Records provided -
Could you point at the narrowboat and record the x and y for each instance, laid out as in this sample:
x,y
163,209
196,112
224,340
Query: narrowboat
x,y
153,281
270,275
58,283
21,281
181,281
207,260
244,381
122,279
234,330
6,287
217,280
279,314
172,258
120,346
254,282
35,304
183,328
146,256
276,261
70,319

Exercise brief - Each line of the data should be transcribed exactly.

The completed task -
Could you point at the narrowboat and record the x and y for each instance, laid out as in this sample:
x,y
163,209
196,112
224,340
Query: narrowboat
x,y
153,281
270,275
58,283
21,281
181,281
207,260
244,381
122,279
234,330
6,287
217,280
279,314
172,258
120,346
254,282
35,304
183,328
146,256
276,261
70,319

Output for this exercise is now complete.